# START OF Dataset

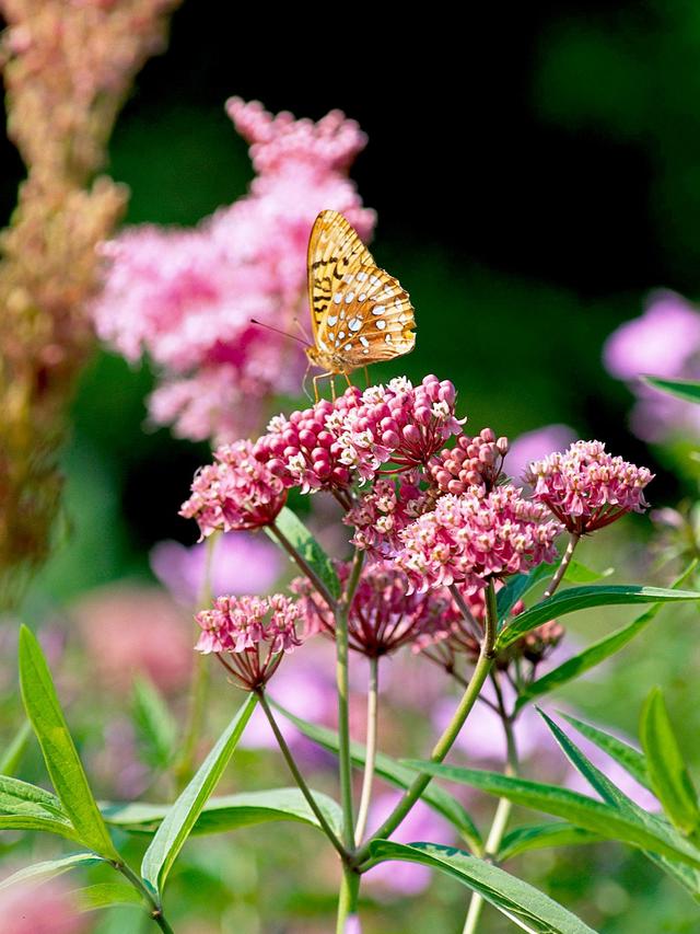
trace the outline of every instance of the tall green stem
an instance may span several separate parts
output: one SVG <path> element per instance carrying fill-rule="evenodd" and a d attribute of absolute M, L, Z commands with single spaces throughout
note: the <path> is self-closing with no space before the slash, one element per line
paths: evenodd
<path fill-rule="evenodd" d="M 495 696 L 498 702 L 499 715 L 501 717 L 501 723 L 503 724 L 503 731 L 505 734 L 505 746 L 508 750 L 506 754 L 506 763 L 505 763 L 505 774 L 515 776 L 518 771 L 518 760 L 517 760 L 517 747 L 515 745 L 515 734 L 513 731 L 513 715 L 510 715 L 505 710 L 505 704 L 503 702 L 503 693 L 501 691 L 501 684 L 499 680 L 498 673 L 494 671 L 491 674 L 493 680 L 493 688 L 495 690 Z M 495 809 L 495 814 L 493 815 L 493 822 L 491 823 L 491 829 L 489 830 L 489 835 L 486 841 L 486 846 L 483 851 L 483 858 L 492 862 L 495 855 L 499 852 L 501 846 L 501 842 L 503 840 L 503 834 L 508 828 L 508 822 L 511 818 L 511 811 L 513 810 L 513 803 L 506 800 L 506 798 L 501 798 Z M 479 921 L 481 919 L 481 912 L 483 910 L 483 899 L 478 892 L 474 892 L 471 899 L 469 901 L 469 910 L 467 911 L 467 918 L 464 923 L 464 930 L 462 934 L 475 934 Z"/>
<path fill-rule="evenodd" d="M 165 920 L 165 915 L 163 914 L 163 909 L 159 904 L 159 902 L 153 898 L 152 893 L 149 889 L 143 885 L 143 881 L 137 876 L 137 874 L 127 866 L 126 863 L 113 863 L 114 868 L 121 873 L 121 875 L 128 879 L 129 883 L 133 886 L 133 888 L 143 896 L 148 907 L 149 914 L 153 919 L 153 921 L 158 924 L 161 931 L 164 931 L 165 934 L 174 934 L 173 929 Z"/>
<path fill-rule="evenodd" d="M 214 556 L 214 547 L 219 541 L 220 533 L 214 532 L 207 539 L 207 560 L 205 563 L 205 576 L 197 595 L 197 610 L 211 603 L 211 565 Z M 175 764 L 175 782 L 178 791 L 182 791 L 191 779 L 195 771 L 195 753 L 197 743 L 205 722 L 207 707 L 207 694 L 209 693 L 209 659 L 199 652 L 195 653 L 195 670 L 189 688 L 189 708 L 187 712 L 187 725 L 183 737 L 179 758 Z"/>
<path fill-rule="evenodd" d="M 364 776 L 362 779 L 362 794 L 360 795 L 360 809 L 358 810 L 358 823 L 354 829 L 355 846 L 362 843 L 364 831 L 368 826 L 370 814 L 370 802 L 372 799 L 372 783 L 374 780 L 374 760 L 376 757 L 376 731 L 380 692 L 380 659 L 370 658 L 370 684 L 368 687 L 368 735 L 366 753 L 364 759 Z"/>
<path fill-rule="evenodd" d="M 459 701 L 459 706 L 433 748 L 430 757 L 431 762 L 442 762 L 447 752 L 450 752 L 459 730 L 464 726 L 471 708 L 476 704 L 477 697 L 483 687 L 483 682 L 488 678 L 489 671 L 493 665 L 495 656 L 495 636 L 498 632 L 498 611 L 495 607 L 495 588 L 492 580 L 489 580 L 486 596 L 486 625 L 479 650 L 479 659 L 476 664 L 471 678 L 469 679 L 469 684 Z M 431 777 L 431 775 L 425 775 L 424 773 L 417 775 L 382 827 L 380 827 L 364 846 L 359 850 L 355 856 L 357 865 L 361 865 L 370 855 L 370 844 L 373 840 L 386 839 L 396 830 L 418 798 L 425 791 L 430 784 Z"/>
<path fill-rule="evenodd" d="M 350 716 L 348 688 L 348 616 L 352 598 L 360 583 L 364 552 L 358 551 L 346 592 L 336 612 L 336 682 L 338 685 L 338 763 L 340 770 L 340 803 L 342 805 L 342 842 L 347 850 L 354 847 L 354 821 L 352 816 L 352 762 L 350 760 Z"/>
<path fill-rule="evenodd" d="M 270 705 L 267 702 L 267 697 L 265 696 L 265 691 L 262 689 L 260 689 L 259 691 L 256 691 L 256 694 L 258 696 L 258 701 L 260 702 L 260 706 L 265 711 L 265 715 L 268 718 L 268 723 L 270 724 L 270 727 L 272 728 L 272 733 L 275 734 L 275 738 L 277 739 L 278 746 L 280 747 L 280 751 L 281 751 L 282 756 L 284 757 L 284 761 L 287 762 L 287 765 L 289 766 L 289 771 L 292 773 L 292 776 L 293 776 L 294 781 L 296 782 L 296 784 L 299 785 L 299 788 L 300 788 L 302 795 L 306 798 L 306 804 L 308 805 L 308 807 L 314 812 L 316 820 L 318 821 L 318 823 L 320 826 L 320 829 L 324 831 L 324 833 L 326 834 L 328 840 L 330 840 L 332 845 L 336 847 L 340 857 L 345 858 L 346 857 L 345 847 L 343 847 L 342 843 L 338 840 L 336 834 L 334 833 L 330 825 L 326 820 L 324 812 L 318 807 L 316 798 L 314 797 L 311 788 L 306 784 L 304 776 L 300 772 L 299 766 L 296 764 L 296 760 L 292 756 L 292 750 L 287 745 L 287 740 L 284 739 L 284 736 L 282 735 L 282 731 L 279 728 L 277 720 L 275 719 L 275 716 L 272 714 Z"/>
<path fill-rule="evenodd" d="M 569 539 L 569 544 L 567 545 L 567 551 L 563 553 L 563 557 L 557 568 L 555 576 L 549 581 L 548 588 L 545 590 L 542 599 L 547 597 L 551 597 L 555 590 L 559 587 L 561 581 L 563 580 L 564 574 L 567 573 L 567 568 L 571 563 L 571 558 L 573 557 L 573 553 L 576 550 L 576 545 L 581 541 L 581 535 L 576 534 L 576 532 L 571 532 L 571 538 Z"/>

# END OF Dataset

▸ Task description
Please rewrite the lines above, swapping "tall green stem" for "thin green stalk" and keeping everything else the same. Leave the pictures out of your answer.

▸ Correct answer
trace the outline of every instance of the thin green stalk
an instance may span several separate parts
output: one SVG <path> element per instance carrying fill-rule="evenodd" and a d attribute of absolute M, L, Z commands with single spaces throughout
note: the <path> is self-closing with no space before the slash, one element per line
paths: evenodd
<path fill-rule="evenodd" d="M 495 696 L 498 702 L 499 715 L 501 717 L 501 723 L 503 724 L 503 731 L 505 734 L 505 746 L 508 750 L 506 754 L 506 763 L 505 763 L 505 774 L 515 776 L 518 771 L 518 760 L 517 760 L 517 747 L 515 745 L 515 734 L 513 731 L 513 715 L 510 715 L 505 710 L 505 704 L 503 702 L 503 693 L 501 691 L 501 684 L 499 680 L 498 673 L 494 671 L 491 674 L 493 680 L 493 688 L 495 690 Z M 495 809 L 495 814 L 493 815 L 493 822 L 491 823 L 491 829 L 489 830 L 489 835 L 486 841 L 486 846 L 483 851 L 483 858 L 492 862 L 495 855 L 499 852 L 501 846 L 501 842 L 503 840 L 503 834 L 508 828 L 508 822 L 511 818 L 511 811 L 513 810 L 513 803 L 506 800 L 506 798 L 501 798 Z M 479 921 L 481 919 L 481 912 L 483 910 L 483 899 L 478 892 L 474 892 L 471 899 L 469 901 L 469 910 L 467 911 L 467 918 L 464 923 L 464 930 L 462 934 L 475 934 Z"/>
<path fill-rule="evenodd" d="M 165 920 L 165 915 L 163 914 L 163 909 L 159 904 L 159 902 L 153 898 L 152 893 L 149 889 L 143 885 L 143 881 L 137 876 L 137 874 L 127 866 L 126 863 L 113 863 L 114 868 L 121 873 L 121 875 L 128 879 L 129 883 L 133 886 L 133 888 L 143 896 L 148 907 L 149 914 L 153 919 L 153 921 L 158 924 L 161 931 L 164 931 L 165 934 L 174 934 L 173 929 Z"/>
<path fill-rule="evenodd" d="M 214 556 L 214 547 L 219 541 L 220 533 L 214 532 L 207 539 L 207 560 L 205 563 L 205 576 L 197 595 L 197 610 L 211 603 L 211 565 Z M 175 764 L 175 782 L 178 791 L 182 791 L 191 779 L 195 771 L 195 753 L 197 743 L 205 722 L 207 707 L 207 694 L 209 693 L 209 659 L 199 652 L 195 653 L 195 670 L 189 688 L 189 708 L 187 712 L 187 725 L 183 737 L 179 758 Z"/>
<path fill-rule="evenodd" d="M 364 776 L 362 779 L 362 794 L 360 795 L 360 809 L 358 810 L 358 823 L 354 829 L 355 846 L 362 843 L 364 831 L 368 826 L 370 814 L 370 802 L 372 799 L 372 783 L 374 780 L 374 760 L 376 757 L 376 731 L 380 692 L 380 659 L 370 658 L 370 684 L 368 687 L 368 735 L 366 753 L 364 759 Z"/>
<path fill-rule="evenodd" d="M 459 701 L 459 706 L 433 748 L 430 757 L 431 762 L 442 762 L 447 752 L 450 752 L 459 730 L 464 726 L 471 708 L 476 704 L 477 697 L 483 687 L 483 682 L 488 678 L 489 671 L 493 665 L 495 656 L 495 636 L 498 632 L 498 611 L 495 607 L 495 588 L 492 580 L 489 580 L 486 596 L 486 625 L 479 650 L 479 659 L 476 664 L 471 678 L 469 679 L 469 684 Z M 431 777 L 431 775 L 425 775 L 424 773 L 417 775 L 382 827 L 380 827 L 364 846 L 359 850 L 355 856 L 357 865 L 361 865 L 370 855 L 370 844 L 373 840 L 386 839 L 396 830 L 418 798 L 425 791 L 430 784 Z"/>
<path fill-rule="evenodd" d="M 350 716 L 348 688 L 348 616 L 352 598 L 360 583 L 364 552 L 358 551 L 346 592 L 336 612 L 336 682 L 338 685 L 338 763 L 340 770 L 340 803 L 342 805 L 342 842 L 347 850 L 354 847 L 354 821 L 352 816 L 352 762 L 350 760 Z"/>
<path fill-rule="evenodd" d="M 270 705 L 267 702 L 267 697 L 265 696 L 265 691 L 262 689 L 260 689 L 259 691 L 256 691 L 256 694 L 258 696 L 258 701 L 260 702 L 260 706 L 265 711 L 265 715 L 268 718 L 268 723 L 270 724 L 270 727 L 272 728 L 272 733 L 275 734 L 275 738 L 277 739 L 278 746 L 280 747 L 280 751 L 281 751 L 282 756 L 284 757 L 284 761 L 287 762 L 287 765 L 289 766 L 289 771 L 292 773 L 292 776 L 293 776 L 294 781 L 296 782 L 296 784 L 299 785 L 299 788 L 300 788 L 302 795 L 306 798 L 306 804 L 308 805 L 308 807 L 314 812 L 316 820 L 318 821 L 318 823 L 320 826 L 320 829 L 324 831 L 324 833 L 326 834 L 328 840 L 330 840 L 332 845 L 336 847 L 340 857 L 345 858 L 346 857 L 345 847 L 343 847 L 342 843 L 338 840 L 336 834 L 334 833 L 330 825 L 326 820 L 324 812 L 318 807 L 316 798 L 314 797 L 311 788 L 306 784 L 304 776 L 300 772 L 299 766 L 296 764 L 296 760 L 292 756 L 292 750 L 287 745 L 287 740 L 284 739 L 284 736 L 282 735 L 282 731 L 279 728 L 277 720 L 275 719 L 275 716 L 272 714 Z"/>
<path fill-rule="evenodd" d="M 569 539 L 569 544 L 567 545 L 567 551 L 563 553 L 563 557 L 557 568 L 555 576 L 549 581 L 548 588 L 545 590 L 542 599 L 547 597 L 551 597 L 555 590 L 559 587 L 561 581 L 563 580 L 564 574 L 567 573 L 567 568 L 571 563 L 571 558 L 573 557 L 573 553 L 576 550 L 576 545 L 581 541 L 581 535 L 576 534 L 576 532 L 571 532 L 571 538 Z"/>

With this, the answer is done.